书面题目 1
请重抄下文关于上海租界的短文中从“上海人民都知道,市里最洋气、”到“量的中国人选择生活在租界)。”之间的部分，首尾两处都包括在内，一字不改。

正文
──────────────────────────────
上海人民都知道,市里最洋气、最适合逛马路的地方是在原法租界。那里的道路干净清爽,两边满是法式梧桐、花园洋房、咖啡馆与画廊。这个倒不全是现代市政开发的功劳,在晚清到民国期间,法租界就已经是一个高档社区了。相形之下,英租界就给人印象比较淡薄(外滩多的是高楼大厦,更像一个纯商业区)。这里就有一个问题——同为租界,为什么英租界看起来就没有法租界那么宜人?

法国学者白吉尔(Marie-Claire Bergère)在《上海史:走向现代之路》一书回答说,之所以如此,是因为英法两国在租界管制上的理念、做法完全不同。用白吉尔书中的话来说,“公共租界采用大不列颠的自由主义制度,法租界则奉行雅各宾派的传统。一边是商人寡头挖空心思维护自身的利益,另一边则是专制官僚自称要为共和理想服务。”

大致来说,公共租界的管理方式是商人自治。对这些商人,英国领事告诫道:“在华英商应该自强自立,要懂得依靠自己的力量。一旦放弃了这种态度,过多的依靠国家帮助,他们就不再是企业家……不再是英国人。” 这个商人自治组织工部局(公共租界的领导机关)对市政建设兴趣乏乏。该租界的公共设施由私人投资,以获取盈利为目的,这样就不既充足也不普及(有也只供外国侨民使用,尽管在十九世纪后期已经有大量的中国人选择生活在租界)。

但是在法租界,情况就两样了,奉行的则是巴黎到上海的垂直行政管理。白吉尔指出,“如果说公共租界的地位更加接近于自由港的地位,那么法租界则像是一块受巴黎政府管辖的殖民飞地”。 法租界公董局(法租界领导机关)董事会虽然是纳税人选举产生,但要听命于法国领事。法租界的年度行政预算是在巴黎规划制定,由外交部直接派发,市政建设的经费也得到了国内的支援。相比起英国商人,在沪的法国商人要少得多,行政官僚、医生和传教士居于侨区的领导地位,其主要活动并不是求取利润,也不具备同巴黎抗衡的动机与实力。所以相比工部局,公董局更像一个巴黎派出的政府机关,有“大政府”的气魄。
──────────────────────────────
[源数据]

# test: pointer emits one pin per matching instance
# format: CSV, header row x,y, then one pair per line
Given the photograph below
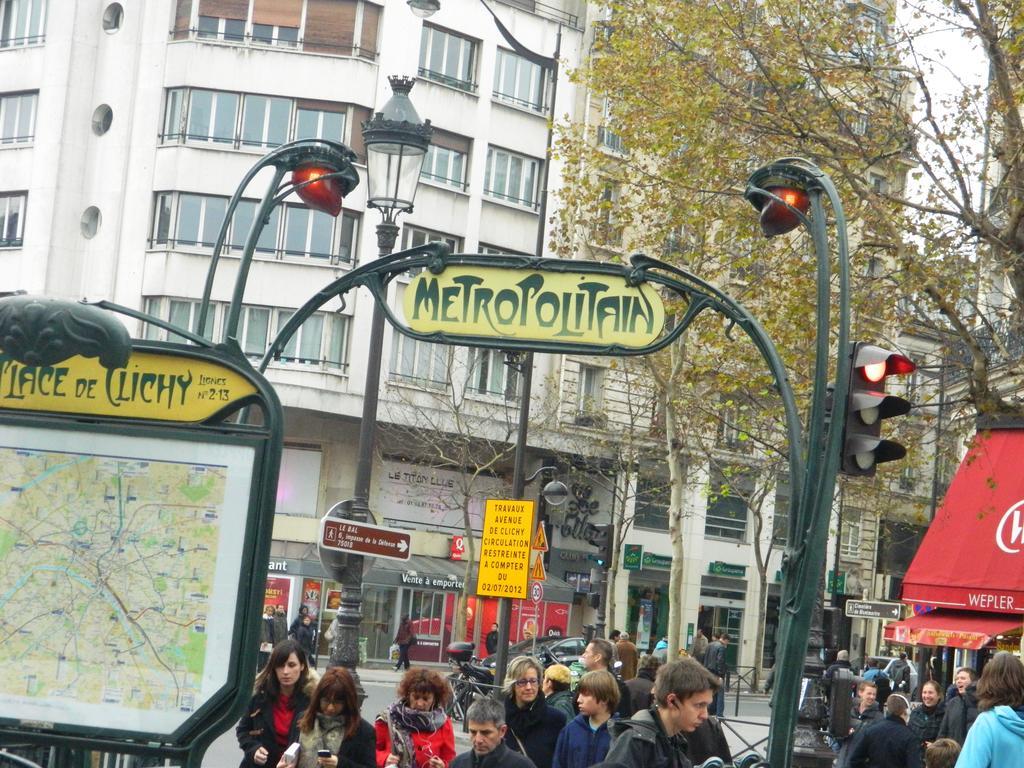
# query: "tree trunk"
x,y
676,481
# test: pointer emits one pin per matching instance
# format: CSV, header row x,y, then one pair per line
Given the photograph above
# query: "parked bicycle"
x,y
468,679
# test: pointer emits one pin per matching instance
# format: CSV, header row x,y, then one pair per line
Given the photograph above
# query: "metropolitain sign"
x,y
497,303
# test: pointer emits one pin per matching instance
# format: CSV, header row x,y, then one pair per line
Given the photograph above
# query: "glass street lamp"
x,y
396,142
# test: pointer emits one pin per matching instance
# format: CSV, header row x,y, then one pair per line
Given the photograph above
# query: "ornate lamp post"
x,y
396,142
790,194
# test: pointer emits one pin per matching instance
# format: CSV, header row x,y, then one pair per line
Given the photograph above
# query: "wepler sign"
x,y
492,302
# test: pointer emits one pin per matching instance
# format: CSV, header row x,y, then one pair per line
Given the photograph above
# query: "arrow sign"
x,y
364,539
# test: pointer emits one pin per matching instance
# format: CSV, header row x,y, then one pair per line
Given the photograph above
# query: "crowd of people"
x,y
978,722
659,718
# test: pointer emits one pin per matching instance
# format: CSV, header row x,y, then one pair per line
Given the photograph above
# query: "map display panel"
x,y
119,574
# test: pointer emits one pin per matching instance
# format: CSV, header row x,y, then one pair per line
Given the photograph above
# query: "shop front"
x,y
647,596
426,589
966,584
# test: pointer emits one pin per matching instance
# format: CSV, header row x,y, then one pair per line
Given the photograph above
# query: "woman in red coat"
x,y
415,732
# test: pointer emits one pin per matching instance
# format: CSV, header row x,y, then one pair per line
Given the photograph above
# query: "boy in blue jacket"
x,y
586,739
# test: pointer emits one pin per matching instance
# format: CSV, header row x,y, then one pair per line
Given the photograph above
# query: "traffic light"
x,y
600,537
867,404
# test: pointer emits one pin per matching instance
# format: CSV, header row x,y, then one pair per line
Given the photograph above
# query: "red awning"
x,y
972,557
957,629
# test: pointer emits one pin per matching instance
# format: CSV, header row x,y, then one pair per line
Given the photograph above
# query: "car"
x,y
886,663
549,650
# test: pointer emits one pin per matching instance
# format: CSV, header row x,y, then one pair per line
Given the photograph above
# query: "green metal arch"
x,y
698,295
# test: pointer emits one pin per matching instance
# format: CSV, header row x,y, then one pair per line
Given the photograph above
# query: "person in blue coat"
x,y
586,739
997,735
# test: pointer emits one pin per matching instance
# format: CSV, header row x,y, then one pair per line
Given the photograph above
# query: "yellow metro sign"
x,y
508,524
494,302
158,386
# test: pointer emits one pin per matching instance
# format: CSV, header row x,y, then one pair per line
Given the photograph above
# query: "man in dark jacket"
x,y
962,710
715,662
641,686
900,676
653,738
888,743
485,718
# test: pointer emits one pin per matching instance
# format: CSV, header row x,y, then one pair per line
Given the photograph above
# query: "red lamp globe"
x,y
321,194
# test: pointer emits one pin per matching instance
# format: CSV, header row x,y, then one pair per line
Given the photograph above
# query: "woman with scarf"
x,y
415,732
280,696
331,733
532,725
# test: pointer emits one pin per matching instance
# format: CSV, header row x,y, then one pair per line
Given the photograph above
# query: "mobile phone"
x,y
292,754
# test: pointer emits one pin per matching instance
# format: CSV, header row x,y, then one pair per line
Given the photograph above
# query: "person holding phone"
x,y
332,733
280,696
415,731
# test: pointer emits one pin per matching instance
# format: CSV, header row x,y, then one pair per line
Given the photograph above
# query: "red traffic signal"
x,y
868,404
779,218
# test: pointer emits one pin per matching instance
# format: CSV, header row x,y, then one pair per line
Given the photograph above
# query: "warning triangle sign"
x,y
537,572
540,541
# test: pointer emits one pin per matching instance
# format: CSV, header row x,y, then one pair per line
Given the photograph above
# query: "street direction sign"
x,y
508,527
364,539
870,609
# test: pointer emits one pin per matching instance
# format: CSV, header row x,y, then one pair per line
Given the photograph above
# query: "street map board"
x,y
508,528
120,561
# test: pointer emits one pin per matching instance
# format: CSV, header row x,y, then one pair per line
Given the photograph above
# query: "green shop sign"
x,y
633,557
650,560
727,568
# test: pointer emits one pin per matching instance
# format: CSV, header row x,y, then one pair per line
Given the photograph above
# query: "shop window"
x,y
12,219
449,58
22,23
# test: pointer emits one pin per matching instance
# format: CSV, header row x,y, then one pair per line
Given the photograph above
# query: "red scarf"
x,y
284,712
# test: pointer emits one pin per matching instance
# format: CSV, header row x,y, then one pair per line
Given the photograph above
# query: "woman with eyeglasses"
x,y
415,731
532,725
332,734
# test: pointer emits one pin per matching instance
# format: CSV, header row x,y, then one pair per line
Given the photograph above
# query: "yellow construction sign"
x,y
537,572
541,540
505,548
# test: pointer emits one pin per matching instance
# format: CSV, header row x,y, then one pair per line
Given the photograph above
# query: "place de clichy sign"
x,y
497,302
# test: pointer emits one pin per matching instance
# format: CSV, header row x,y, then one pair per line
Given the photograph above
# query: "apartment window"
x,y
419,363
11,219
445,162
212,116
200,218
519,81
446,57
342,28
276,22
242,222
232,30
312,122
291,230
265,121
17,118
22,23
589,396
652,501
727,509
489,376
510,176
849,539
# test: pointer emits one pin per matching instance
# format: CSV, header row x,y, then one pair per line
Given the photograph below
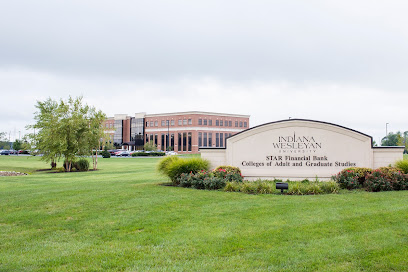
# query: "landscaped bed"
x,y
119,219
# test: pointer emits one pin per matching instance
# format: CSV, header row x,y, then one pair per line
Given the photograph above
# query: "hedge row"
x,y
381,179
295,187
146,154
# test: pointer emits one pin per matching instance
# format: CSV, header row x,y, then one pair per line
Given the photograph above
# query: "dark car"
x,y
5,152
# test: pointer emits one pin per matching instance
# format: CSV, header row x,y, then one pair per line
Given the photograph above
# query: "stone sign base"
x,y
298,149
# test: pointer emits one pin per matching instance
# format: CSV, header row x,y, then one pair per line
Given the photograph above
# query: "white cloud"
x,y
363,109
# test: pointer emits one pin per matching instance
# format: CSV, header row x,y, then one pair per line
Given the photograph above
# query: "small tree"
x,y
66,129
392,139
17,145
150,146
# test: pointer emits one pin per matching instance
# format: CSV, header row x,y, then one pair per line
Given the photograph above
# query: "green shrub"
x,y
201,180
386,179
265,187
60,169
329,187
248,187
403,165
82,165
228,175
297,188
164,163
352,178
105,154
229,169
232,186
145,154
190,165
140,154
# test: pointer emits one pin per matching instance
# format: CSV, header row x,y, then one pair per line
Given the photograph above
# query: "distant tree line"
x,y
396,139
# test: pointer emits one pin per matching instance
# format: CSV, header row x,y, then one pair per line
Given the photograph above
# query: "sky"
x,y
343,62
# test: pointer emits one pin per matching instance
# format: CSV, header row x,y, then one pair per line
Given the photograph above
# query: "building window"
x,y
205,139
189,141
184,141
179,142
172,142
200,139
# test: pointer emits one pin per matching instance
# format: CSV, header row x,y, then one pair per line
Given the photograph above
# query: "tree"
x,y
67,129
95,134
150,146
392,139
4,144
17,145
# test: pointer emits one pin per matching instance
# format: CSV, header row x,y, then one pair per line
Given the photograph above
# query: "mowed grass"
x,y
120,219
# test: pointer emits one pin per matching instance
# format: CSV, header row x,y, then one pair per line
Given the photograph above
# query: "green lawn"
x,y
120,219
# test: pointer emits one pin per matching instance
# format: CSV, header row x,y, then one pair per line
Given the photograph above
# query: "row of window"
x,y
221,123
165,123
205,122
167,141
205,139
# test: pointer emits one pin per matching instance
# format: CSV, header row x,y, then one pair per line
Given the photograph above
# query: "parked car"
x,y
5,152
123,153
113,152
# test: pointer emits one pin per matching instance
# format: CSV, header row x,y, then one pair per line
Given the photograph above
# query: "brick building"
x,y
183,132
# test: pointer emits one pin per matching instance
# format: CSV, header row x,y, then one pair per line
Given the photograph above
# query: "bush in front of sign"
──────────────────────────────
书面题目 2
上面的列表里共有几行含有字符串“with”？区分大小写，只写出行数。

书面回答 1
上海人民都知道,市里最洋气、最适合逛马路的地方是在原法租界。那里的道路干净清爽,两边满是法式梧桐、花园洋房、咖啡馆与画廊。这个倒不全是现代市政开发的功劳,在晚清到民国期间,法租界就已经是一个高档社区了。相形之下,英租界就给人印象比较淡薄(外滩多的是高楼大厦,更像一个纯商业区)。这里就有一个问题——同为租界,为什么英租界看起来就没有法租界那么宜人?

法国学者白吉尔(Marie-Claire Bergère)在《上海史:走向现代之路》一书回答说,之所以如此,是因为英法两国在租界管制上的理念、做法完全不同。用白吉尔书中的话来说,“公共租界采用大不列颠的自由主义制度,法租界则奉行雅各宾派的传统。一边是商人寡头挖空心思维护自身的利益,另一边则是专制官僚自称要为共和理想服务。”

大致来说,公共租界的管理方式是商人自治。对这些商人,英国领事告诫道:“在华英商应该自强自立,要懂得依靠自己的力量。一旦放弃了这种态度,过多的依靠国家帮助,他们就不再是企业家……不再是英国人。” 这个商人自治组织工部局(公共租界的领导机关)对市政建设兴趣乏乏。该租界的公共设施由私人投资,以获取盈利为目的,这样就不既充足也不普及(有也只供外国侨民使用,尽管在十九世纪后期已经有大量的中国人选择生活在租界)。

书面回答 2
2